- EXERCISE DESCRIPTION
The records below hold a stretch from the line with "column 209, row 282" through the line with "column 183, row 43"; return exactly those lines, ends included, and nothing more.

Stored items
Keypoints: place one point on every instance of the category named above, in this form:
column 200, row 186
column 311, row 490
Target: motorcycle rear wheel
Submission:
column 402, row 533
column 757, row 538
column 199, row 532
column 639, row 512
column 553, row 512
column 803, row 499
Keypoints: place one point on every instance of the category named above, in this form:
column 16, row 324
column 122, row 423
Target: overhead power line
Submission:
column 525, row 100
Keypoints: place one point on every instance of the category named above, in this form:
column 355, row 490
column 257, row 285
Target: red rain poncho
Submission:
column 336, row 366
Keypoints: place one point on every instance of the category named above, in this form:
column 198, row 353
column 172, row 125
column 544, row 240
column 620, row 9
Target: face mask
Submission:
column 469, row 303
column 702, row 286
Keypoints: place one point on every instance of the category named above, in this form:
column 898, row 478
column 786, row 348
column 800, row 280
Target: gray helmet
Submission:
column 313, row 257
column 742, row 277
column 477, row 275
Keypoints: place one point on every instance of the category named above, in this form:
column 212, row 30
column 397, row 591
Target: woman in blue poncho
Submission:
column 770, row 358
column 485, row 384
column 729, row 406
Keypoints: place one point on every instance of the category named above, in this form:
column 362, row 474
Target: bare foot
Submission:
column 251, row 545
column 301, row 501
* * *
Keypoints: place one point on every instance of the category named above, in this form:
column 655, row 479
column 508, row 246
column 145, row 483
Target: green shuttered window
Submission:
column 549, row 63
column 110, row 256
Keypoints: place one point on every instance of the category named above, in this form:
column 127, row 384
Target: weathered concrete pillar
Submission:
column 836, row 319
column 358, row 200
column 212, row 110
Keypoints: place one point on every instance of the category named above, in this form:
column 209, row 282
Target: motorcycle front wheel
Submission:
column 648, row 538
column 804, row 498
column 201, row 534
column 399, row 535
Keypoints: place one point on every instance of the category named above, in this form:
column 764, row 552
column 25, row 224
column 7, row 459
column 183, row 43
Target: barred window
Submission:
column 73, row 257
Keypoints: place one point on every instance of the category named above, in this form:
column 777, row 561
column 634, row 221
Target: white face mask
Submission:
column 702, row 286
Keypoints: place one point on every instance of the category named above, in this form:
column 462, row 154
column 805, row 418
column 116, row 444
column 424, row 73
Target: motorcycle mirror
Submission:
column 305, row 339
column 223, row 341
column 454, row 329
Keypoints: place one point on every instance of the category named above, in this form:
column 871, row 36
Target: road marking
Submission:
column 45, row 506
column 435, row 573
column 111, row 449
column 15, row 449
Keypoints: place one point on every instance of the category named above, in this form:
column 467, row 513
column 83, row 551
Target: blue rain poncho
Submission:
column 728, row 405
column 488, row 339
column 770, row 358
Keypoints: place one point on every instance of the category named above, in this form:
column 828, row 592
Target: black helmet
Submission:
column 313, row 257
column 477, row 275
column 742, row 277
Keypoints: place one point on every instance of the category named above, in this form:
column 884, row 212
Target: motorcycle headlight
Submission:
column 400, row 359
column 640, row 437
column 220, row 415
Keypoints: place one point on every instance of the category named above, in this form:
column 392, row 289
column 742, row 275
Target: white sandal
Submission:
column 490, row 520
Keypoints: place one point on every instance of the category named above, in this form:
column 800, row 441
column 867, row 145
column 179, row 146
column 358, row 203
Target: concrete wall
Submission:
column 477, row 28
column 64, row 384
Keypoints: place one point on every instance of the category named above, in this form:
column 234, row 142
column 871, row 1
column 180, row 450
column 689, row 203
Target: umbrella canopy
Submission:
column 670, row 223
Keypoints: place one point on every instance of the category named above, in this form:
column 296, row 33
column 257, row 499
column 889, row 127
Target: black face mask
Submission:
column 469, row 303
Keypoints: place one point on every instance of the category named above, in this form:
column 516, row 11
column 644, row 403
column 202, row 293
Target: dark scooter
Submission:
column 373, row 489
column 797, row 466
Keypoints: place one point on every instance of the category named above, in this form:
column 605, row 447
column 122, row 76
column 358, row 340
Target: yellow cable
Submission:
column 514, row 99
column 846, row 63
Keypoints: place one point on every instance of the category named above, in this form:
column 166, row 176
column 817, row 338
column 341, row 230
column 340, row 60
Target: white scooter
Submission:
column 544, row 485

- RESPONSE BOX
column 209, row 282
Target: motorcycle front wheel
Submission:
column 648, row 538
column 804, row 498
column 201, row 534
column 399, row 535
Keypoints: place one point on every instance of the category named above, in this form:
column 764, row 552
column 25, row 224
column 7, row 459
column 183, row 43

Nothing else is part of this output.